■ WORK INSTRUCTION ■
Every line from the one with "Input: the photograph above." to the end of the data needs to be copied exactly, and no line before it.

■ DATA IN THIS EXERCISE ■
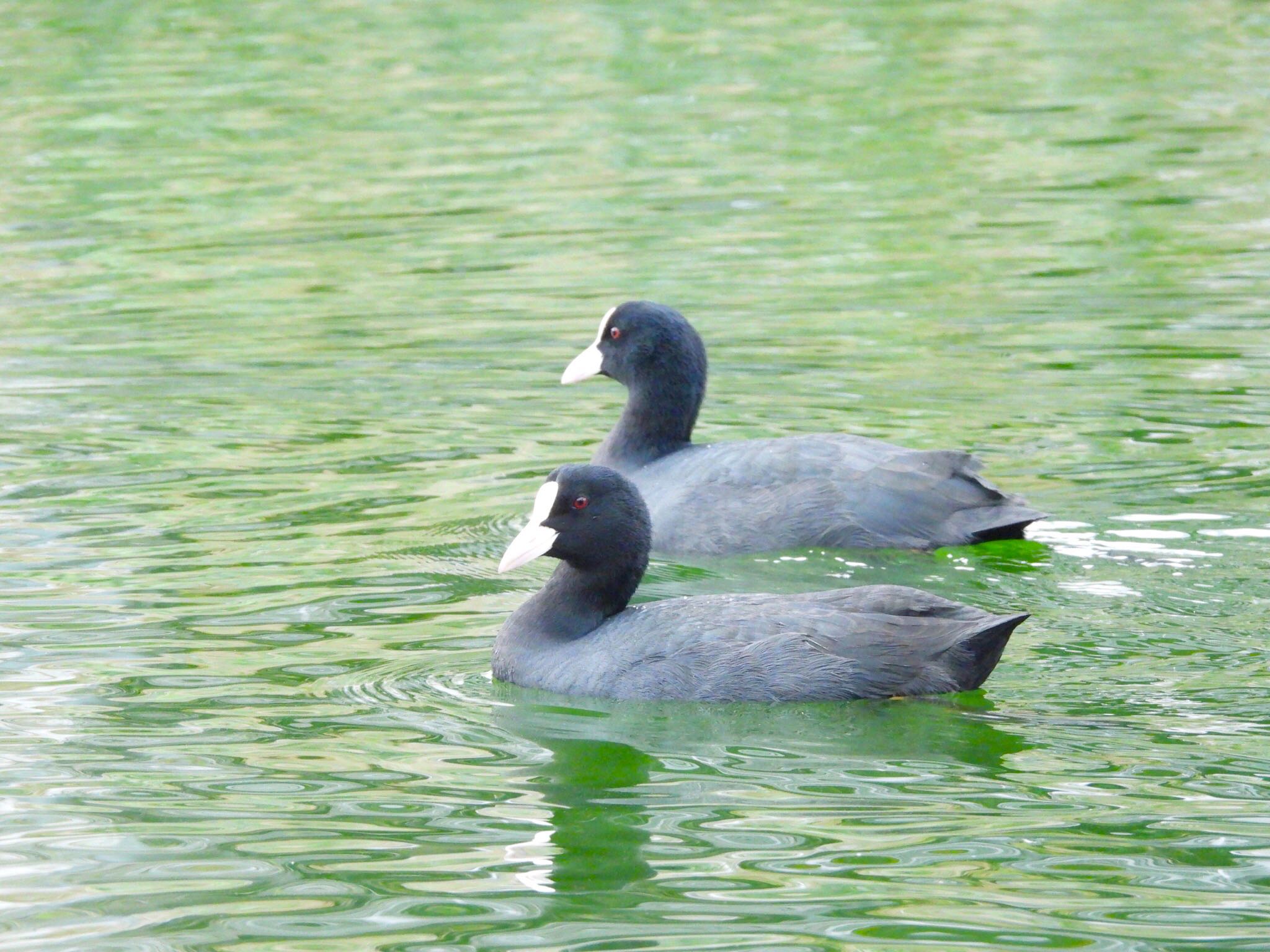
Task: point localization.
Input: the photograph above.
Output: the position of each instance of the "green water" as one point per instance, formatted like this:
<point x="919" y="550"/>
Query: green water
<point x="285" y="294"/>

■ TASK ANSWER ■
Input: the photograph above.
Output: the position of each instance of the "green water" as one point per instance, formatted like this:
<point x="919" y="550"/>
Query: green water
<point x="285" y="294"/>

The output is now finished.